KUTIPAN UNTUK DIBACA
Pajak haram

April 4, 2010

Memungut pajak
Diterapkannya perpajakan di sekian banyak negara, termasuk pula negeri-negeri kaum muslimin, merupakan bentuk mengambil harta manusia dengan cara yang batil dan zalim. Sebab tidak diperbolehkan mewajibkan sesuatu atas manusia, baik muslim maupun kafir pada harta mereka, kecuali apa yang telah diwajibkan oleh Allah Subhanahu wa Ta’ala dan Rasul-Nya Shallallahu ‘alaihi wa sallam. Asy-Syaukani rahimahullahu mengatakan: “Kesimpulannya bahwa hukum asal harta manusia, baik muslim maupun kafir adalah haram (untuk diambil).” –Beliau lalu menyebutkan ayat di atas– kemudian berkata: “Maka harus ada dalil yang menunjukkan dihalalkannya sesuatu yang dituntut tersebut.” (Dinukil oleh Shiddiq Hasan Khan dalam Ar-Raudhah An-Nadiyyah, 1/278-280)
Rasulullah Shallallahu ‘alaihi wa sallam telah mengancam para pemungut pajak dalam beberapa haditsnya. Di antaranya adalah sabda Rasulullah Shallallahu ‘alaihi wa sallam:
إِنَّ صَاحِبَ الْـمَكْسِ فِي النَّارِ
“Sesungguhnya pemungut pajak dalam neraka.” (HR. Ahmad, 4/109, Ath-Thabarani, 5/29, dari hadits Ruwaifi’ bin Tsabit radhiyallahu ‘anhu. Lihat Ash-Shahihah, Al-Albani, 7/3405)
Dalam riwayat lain dari hadits ‘Uqbah bin Amir radhiyallahu ‘anhu secara marfu’:
لَا يَدْخُلُ الْجَنَّةَ صَاحِبُ مَكْسٍ
“Tidak masuk surga pemungut pajak.” (HR. Ibnu Khuzaimah no. 2333, Ad-Darimi no. 1666, dengan sanad hasan lighairihi)
Adapun makna ‘al-maks’, dijelaskan Ibnul Atsir rahimahullahu: “Al-Maks adalah pajak yang diambil oleh pemungutnya dari para pedagang.” (An-Nihayah, 4/349. Lihat pula yang semakna dalam Lisanul ‘Arab, 13/160)

DATA HASIL EKSTRAKSI
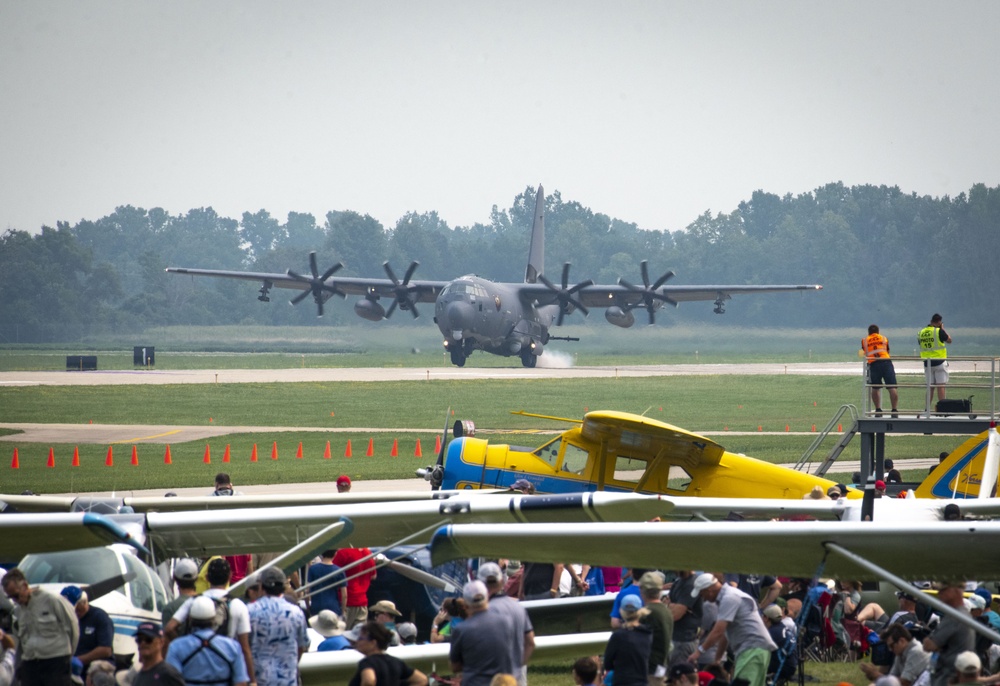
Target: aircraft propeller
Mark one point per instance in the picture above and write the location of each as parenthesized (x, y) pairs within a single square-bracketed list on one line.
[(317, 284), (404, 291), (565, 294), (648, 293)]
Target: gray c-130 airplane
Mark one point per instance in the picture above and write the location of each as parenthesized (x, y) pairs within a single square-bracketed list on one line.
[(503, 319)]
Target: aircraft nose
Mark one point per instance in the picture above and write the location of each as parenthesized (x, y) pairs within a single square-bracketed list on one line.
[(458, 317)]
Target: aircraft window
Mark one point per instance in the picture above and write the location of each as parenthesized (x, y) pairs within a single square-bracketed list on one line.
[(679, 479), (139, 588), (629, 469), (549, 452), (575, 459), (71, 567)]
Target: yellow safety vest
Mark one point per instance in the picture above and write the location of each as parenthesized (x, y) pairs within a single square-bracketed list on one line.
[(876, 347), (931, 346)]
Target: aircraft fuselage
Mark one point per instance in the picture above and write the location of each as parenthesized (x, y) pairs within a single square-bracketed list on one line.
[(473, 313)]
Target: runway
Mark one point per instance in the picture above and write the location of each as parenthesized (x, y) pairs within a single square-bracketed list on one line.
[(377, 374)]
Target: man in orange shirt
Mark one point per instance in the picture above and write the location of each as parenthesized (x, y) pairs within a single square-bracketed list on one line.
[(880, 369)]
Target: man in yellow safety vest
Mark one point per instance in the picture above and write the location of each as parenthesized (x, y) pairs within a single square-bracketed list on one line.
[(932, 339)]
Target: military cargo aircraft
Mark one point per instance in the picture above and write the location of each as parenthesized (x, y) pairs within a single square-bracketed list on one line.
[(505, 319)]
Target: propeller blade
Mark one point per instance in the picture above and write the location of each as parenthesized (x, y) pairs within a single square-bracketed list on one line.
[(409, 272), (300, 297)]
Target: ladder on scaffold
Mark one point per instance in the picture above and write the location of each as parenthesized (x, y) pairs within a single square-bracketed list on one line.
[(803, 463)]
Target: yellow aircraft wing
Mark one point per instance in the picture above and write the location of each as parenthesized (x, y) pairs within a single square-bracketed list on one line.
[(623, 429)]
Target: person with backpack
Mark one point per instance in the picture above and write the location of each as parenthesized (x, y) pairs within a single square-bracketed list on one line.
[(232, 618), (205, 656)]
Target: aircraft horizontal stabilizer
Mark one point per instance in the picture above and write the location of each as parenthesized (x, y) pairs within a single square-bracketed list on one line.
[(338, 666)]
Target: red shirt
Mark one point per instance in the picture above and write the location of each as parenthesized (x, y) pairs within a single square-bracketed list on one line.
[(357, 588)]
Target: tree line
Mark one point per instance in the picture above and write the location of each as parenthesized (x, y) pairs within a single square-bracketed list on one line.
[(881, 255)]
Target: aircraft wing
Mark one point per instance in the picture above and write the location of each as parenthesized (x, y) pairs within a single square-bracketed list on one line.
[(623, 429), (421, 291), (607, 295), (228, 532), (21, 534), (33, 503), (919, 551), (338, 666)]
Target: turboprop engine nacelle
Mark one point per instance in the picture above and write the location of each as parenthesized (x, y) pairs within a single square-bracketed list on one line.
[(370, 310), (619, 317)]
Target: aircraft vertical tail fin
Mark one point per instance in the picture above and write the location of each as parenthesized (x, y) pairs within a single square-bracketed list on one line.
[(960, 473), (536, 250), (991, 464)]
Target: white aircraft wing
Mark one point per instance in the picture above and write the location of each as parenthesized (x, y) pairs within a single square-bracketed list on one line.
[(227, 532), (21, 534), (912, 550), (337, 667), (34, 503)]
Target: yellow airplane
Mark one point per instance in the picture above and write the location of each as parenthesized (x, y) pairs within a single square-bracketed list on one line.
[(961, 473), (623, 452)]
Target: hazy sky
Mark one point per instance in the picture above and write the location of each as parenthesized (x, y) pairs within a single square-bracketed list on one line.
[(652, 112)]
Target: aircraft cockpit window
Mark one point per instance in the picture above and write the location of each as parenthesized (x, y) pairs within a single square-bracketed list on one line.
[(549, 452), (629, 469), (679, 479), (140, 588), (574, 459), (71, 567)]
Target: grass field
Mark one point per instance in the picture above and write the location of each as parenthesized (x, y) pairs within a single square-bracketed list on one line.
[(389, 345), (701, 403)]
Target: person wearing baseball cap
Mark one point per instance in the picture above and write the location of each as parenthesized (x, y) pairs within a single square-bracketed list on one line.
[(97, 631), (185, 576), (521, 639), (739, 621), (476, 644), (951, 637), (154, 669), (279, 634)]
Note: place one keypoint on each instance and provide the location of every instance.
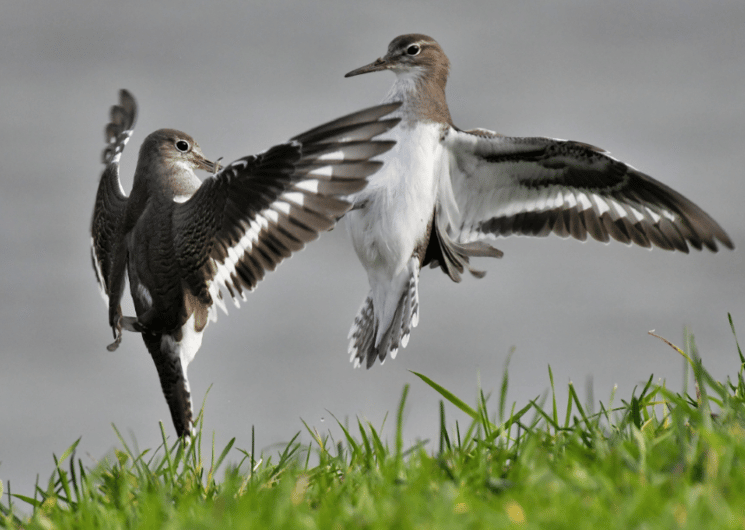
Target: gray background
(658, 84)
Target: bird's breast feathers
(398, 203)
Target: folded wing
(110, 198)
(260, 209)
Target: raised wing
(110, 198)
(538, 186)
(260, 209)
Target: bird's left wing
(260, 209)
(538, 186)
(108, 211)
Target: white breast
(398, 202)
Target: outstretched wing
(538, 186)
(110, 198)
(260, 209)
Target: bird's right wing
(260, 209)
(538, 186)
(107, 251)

DAFTAR SOAL
**1.** Sebutkan semua judul kitab yang dirujuk dalam kutipan tentang pajak.
**2.** Dalam kutipan tentang pajak, apa makna "al-maks" menurut penjelasan Ibnul Atsir?
**3.** Teruskan kutipan tentang pajak mulai dari sesudah kalimat terakhirnya.
Data di atas adalah bahan tersendiri yang terpisah dari kutipan.

JAWABAN TIAP SOAL
**1.** Ar-Raudhah An-Nadiyyah, Ash-Shahihah, An-Nihayah, Lisanul ‘Arab

**2.** Pajak yang diambil oleh pemungutnya dari para pedagang.

**3.**
Dalam Al-Qamus disebutkan: “م-ك-س jika dia mengambil harta, dan maks; mengurangi dan menzalimi beberapa dirham yang diambil dari penjual barang di pasar pada masa jahiliah.”
Dalam Al-Mu’jam Al-Wasith: “Al-Maks adalah pajak yang diambil oleh pemungutnya dari para pedagang yang masuk ke dalam negeri.” (semacam pajak impor, red.)
Al-Maks ini juga kadang diistilahkan dengan ‘dharibah’ atau ‘jamrak.’
Di antara yang menunjukkan bahwa perpajakan merupakan dosa yang sangat besar adalah hadits yang diriwayatkan Al-Imam Muslim rahimahullahu dari Buraidah bin Al-Hushaib radhiyallahu ‘anhu, tentang kisah Ma’iz bin Malik Al-Aslami dan kisah wanita Al-Ghamidiyyah yang telah berbuat zina dan bertaubat, lalu datang kepada Nabi Shallallahu ‘alaihi wa sallam dan berkata:
“Wahai Rasulullah, sesungguhnya aku telah berzina maka sucikanlah aku.” Maka beliau Shallallahu ‘alaihi wa sallam menolaknya. Lalu ia datang keesokan harinya dan berkata: “Wahai Rasulullah, mengapa engkau menolakku? Jangan sampai engkau menolakku sebagaimana engkau menolak Ma’iz. Demi Allah, sesungguhnya aku dalam keadaan hamil.” Maka beliau menjawab: “Tidak. Pergilah engkau sampai engkau melahirkan anakmu.” Ketika telah melahirkan, wanita ini pun datang membawa bayinya pada bungkusan kain, lalu berkata: “Ini anaknya. Aku telah melahirkannya.” Maka Rasulullah Shallallahu ‘alaihi wa sallam berkata: “Pergilah dan susuilah dia hingga dia disapih.” Tatkala dia telah menyapihnya maka dia pun datang membawa anak tersebut dan di tangannya ada sepotong roti. Lalu berkata: “Ini wahai Nabi Allah, aku telah menyapihnya. Dia telah memakan makanan.” Maka anak tersebut diserahkan kepada seorang lelaki dari kaum muslimin. Lalu beliau memerintahkan (wanita tersebut) untuk ditanam hingga ke dadanya, dan memerintahkan manusia untuk merajamnya. Maka mereka pun merajam wanita tersebut. Datanglah Khalid bin Al-Walid radhiyallahu ‘anhu dengan membawa batu lalu melempar kepalanya hingga darahnya memercik ke wajah Khalid, spontan dia mencacinya. Mendengar cacian tersebut, Nabi Shallallahu ‘alaihi wa sallam pun bersabda:
“Perlahan wahai Khalid. Demi Allah yang jiwaku berada di tangan-Nya. Sungguh dia telah bertaubat dengan taubat yang kalau sekiranya taubat itu ada pada pemungut pajak, maka dia pasti diampuni.” Lalu beliau memerintahkan untuk menyalatinya dan dikuburkan. (HR. Muslim no. 1695)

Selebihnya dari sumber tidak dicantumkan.